=== THE PROBLEM ===
Your answer should be every line with the word "instance", copied from the data below.

=== DATA FOR REVIEW ===

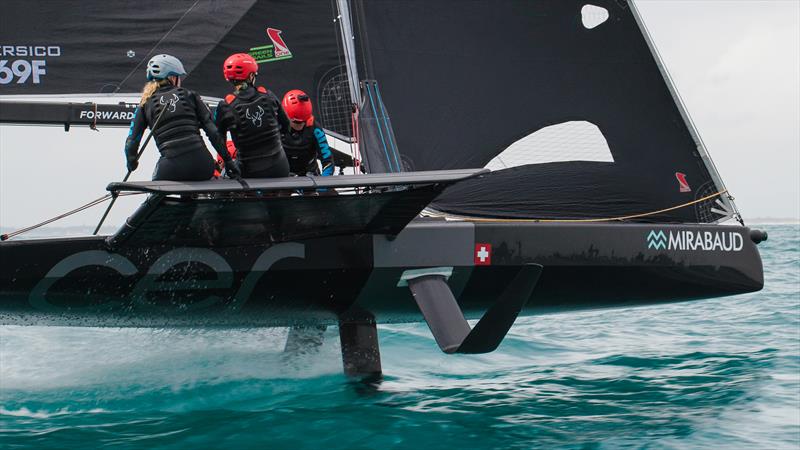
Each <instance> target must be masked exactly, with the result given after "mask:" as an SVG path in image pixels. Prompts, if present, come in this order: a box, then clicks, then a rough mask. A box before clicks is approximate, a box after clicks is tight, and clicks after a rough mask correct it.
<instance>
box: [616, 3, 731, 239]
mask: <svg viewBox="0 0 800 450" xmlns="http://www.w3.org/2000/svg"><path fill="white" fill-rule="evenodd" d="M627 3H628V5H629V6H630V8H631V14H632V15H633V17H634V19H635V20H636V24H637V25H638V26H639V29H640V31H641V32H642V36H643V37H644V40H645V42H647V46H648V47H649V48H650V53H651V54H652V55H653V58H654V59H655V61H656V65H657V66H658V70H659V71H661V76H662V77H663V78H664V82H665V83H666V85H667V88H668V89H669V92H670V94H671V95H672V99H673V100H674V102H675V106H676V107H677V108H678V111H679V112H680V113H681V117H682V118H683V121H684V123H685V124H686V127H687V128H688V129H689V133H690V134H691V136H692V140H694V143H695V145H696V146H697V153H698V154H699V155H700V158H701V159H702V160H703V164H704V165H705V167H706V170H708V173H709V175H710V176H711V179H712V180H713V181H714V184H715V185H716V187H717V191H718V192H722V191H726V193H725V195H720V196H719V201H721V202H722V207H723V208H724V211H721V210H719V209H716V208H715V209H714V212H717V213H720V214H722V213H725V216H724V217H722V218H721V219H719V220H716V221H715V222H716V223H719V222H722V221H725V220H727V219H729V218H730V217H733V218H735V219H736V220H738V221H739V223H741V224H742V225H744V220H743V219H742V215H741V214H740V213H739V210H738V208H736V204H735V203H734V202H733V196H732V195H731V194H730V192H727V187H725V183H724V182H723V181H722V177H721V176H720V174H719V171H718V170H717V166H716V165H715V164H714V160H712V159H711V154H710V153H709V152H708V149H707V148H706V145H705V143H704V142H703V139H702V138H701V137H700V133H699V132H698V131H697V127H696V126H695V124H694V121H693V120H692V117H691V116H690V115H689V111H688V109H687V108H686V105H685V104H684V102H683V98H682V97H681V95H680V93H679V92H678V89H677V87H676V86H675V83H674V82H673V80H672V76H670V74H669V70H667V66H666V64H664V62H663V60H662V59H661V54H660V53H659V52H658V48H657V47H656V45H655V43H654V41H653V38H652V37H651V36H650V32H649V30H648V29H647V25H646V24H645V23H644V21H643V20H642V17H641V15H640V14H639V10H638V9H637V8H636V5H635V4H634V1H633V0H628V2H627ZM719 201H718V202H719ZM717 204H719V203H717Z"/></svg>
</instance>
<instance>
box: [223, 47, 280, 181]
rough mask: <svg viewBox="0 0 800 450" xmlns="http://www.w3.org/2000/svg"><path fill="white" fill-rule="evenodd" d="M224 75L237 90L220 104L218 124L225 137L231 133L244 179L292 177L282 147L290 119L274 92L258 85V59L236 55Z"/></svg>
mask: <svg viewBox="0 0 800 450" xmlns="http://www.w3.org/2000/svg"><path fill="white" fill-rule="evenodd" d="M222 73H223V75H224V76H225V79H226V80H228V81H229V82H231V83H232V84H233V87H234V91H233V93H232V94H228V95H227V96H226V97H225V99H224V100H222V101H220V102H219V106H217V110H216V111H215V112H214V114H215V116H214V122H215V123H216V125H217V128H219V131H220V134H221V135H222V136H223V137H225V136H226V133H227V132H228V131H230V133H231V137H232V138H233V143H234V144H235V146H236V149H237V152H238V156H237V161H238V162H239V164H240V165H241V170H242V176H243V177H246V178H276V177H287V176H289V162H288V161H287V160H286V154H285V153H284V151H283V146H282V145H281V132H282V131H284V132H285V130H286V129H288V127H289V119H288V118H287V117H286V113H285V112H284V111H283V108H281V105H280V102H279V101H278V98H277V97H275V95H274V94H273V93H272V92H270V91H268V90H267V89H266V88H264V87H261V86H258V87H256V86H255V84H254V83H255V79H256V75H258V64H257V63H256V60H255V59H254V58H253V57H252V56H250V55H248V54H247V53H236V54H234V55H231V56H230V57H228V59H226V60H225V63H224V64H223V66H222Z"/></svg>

=== WORKED SOLUTION ===
Each <instance> target must be masked exactly, with the result given after "mask:" as an SVG path in image pixels. Prompts, if present, come in this order: a box, then clicks, then a rough mask. A box before clicks is approximate, a box after clicks is tight, and clicks after a rough mask correct it.
<instance>
</instance>
<instance>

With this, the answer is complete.